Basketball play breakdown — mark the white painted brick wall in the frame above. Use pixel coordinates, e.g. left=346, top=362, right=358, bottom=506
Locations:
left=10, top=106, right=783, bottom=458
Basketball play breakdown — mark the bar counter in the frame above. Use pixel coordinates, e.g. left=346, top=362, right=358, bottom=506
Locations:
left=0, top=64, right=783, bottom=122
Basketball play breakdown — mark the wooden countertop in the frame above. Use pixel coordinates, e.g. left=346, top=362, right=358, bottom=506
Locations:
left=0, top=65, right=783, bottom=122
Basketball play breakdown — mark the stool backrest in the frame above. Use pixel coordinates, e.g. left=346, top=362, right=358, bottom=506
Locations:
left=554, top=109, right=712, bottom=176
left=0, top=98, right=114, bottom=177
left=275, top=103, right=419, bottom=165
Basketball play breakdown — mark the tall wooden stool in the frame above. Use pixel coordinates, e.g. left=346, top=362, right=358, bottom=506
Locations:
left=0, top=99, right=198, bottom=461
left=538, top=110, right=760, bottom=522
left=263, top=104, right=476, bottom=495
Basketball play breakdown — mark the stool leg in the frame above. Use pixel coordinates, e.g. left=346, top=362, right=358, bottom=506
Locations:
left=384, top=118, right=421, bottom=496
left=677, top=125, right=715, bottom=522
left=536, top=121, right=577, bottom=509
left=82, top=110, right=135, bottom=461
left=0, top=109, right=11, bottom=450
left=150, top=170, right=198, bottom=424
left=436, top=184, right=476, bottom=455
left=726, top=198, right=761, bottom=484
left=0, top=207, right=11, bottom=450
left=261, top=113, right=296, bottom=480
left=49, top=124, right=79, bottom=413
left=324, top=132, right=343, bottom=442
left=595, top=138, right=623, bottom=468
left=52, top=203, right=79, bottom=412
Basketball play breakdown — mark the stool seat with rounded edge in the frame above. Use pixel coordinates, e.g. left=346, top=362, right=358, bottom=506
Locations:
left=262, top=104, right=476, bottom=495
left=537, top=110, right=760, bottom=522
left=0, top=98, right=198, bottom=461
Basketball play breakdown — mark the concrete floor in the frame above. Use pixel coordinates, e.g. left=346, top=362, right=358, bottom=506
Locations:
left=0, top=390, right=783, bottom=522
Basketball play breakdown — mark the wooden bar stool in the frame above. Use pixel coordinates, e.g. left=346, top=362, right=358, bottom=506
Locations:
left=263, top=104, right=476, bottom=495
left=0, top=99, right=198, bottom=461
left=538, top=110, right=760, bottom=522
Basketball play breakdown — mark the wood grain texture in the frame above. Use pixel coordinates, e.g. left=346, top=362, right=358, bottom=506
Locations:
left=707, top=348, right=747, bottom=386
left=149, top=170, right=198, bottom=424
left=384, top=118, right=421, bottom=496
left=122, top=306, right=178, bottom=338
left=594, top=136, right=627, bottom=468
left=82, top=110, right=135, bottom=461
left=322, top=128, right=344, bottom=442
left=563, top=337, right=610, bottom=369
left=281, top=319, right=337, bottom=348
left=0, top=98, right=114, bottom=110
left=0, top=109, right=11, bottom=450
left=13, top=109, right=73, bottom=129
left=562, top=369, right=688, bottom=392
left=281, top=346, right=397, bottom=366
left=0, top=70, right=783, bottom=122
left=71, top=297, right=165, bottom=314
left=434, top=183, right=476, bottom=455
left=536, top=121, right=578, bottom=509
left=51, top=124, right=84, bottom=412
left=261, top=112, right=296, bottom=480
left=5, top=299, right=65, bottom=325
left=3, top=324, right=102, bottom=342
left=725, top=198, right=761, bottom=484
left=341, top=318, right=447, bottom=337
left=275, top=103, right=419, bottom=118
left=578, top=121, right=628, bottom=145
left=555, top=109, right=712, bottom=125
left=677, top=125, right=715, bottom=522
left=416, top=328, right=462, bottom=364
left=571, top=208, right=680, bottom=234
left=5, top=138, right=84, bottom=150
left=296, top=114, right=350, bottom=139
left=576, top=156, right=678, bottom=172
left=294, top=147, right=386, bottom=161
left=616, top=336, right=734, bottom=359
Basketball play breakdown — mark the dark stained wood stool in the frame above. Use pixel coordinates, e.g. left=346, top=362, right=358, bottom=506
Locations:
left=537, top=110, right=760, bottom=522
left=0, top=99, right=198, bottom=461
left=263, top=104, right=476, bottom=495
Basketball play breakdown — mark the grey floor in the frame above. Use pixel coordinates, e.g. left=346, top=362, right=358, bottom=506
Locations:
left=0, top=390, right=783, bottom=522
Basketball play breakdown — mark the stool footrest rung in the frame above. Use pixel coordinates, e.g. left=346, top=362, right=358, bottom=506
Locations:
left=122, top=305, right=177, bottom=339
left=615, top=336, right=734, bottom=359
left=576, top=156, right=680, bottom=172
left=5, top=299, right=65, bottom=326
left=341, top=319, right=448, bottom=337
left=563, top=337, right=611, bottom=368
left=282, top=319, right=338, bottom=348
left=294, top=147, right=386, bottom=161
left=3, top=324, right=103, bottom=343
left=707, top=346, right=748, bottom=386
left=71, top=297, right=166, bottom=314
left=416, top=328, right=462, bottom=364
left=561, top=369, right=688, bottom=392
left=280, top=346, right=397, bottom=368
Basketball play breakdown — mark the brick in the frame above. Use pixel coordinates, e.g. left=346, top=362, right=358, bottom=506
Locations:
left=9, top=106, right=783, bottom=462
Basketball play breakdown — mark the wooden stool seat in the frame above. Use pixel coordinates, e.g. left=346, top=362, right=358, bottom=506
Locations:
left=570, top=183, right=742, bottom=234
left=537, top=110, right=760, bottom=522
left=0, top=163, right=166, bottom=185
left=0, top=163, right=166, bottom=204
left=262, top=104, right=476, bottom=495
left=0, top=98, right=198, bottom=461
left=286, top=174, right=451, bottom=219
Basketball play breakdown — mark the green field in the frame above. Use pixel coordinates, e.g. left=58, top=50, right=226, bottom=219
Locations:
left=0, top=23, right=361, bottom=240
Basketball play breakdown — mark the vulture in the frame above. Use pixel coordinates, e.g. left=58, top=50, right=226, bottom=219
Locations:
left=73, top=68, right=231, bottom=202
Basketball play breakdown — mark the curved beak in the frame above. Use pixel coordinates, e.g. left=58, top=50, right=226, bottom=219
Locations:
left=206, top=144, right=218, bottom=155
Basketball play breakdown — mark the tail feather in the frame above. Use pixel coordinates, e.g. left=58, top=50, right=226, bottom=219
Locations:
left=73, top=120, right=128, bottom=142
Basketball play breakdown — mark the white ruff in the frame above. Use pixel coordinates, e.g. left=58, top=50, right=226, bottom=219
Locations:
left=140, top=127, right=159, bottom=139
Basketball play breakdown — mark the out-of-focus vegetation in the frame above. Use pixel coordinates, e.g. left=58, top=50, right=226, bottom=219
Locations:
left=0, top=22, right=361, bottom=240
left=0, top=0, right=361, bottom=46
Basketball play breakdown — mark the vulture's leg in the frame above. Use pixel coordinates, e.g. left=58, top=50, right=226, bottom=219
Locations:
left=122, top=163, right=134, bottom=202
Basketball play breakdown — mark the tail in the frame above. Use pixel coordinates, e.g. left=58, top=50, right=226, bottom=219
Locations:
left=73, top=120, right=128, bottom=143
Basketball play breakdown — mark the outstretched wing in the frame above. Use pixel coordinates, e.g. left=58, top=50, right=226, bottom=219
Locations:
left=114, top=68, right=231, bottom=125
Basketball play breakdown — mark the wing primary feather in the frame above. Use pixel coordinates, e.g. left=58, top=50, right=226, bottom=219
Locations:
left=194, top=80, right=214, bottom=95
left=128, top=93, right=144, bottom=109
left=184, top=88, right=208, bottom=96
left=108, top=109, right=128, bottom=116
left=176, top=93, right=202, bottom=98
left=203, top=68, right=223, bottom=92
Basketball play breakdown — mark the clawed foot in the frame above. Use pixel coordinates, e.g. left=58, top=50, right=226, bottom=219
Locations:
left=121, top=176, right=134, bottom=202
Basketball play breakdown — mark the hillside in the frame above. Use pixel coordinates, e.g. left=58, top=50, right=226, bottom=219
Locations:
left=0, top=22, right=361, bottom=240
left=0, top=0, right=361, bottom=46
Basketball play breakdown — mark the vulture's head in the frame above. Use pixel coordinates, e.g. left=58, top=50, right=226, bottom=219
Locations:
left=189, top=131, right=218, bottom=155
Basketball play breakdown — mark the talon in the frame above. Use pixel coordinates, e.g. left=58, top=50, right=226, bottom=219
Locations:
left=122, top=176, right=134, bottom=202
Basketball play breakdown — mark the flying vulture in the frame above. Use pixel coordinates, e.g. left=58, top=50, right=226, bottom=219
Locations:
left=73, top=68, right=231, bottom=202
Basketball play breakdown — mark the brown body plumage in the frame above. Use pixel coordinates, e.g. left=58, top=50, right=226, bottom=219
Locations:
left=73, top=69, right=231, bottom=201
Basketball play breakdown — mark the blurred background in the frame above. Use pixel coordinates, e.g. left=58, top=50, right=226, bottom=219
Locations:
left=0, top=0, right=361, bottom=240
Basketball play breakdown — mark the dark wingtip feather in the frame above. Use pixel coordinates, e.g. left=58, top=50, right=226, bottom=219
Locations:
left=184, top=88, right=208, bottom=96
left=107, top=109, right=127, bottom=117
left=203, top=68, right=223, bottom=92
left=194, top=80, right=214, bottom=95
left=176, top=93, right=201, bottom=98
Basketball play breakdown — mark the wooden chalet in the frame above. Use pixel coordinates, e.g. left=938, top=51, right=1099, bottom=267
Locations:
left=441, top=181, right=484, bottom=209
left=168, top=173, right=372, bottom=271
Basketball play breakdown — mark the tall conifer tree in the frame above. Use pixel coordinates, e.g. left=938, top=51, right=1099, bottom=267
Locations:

-=-=-

-- Written problem --
Copy out, word for word, the lines of the records starting at the line that contains "Basketball play breakdown — mark the wing" and ending at the line that contains "left=0, top=0, right=361, bottom=240", with both of those lines included.

-- Solution --
Basketball play breakdown — mark the wing primary feather in the frame above. Use pixel coordinates, e.g. left=58, top=50, right=226, bottom=219
Locations:
left=194, top=80, right=214, bottom=95
left=128, top=93, right=144, bottom=109
left=184, top=88, right=208, bottom=96
left=108, top=109, right=128, bottom=116
left=176, top=93, right=202, bottom=98
left=203, top=68, right=223, bottom=92
Basketball play breakdown — mark the clawed foot in the frame above. Use pixel coordinates, e.g. left=58, top=50, right=226, bottom=219
Locations:
left=121, top=176, right=134, bottom=202
Basketball play breakdown — mark the hillside in the frame above. Use pixel coordinates, e.g. left=58, top=50, right=226, bottom=219
Locations:
left=0, top=22, right=361, bottom=240
left=0, top=0, right=361, bottom=46
Basketball play breakdown — mark the vulture's head in the frame above. Use pixel coordinates, e.g. left=58, top=50, right=226, bottom=219
Locations:
left=189, top=131, right=218, bottom=155
Basketball play breakdown — mark the talon in the frame above. Use pixel coordinates, e.g. left=58, top=50, right=226, bottom=219
Locations:
left=122, top=176, right=134, bottom=202
Basketball play breakdown — mark the flying vulture in the frame above. Use pixel coordinates, e.g. left=58, top=50, right=226, bottom=219
Locations:
left=73, top=68, right=231, bottom=202
Basketball play breakdown — mark the brown body plumage in the frame above. Use pixel coordinates, e.g. left=58, top=50, right=226, bottom=219
Locations:
left=73, top=69, right=231, bottom=201
Basketball play breakdown — mark the blurred background in the frame above. Use pixel coordinates, e.g. left=58, top=50, right=226, bottom=219
Locations:
left=0, top=0, right=361, bottom=240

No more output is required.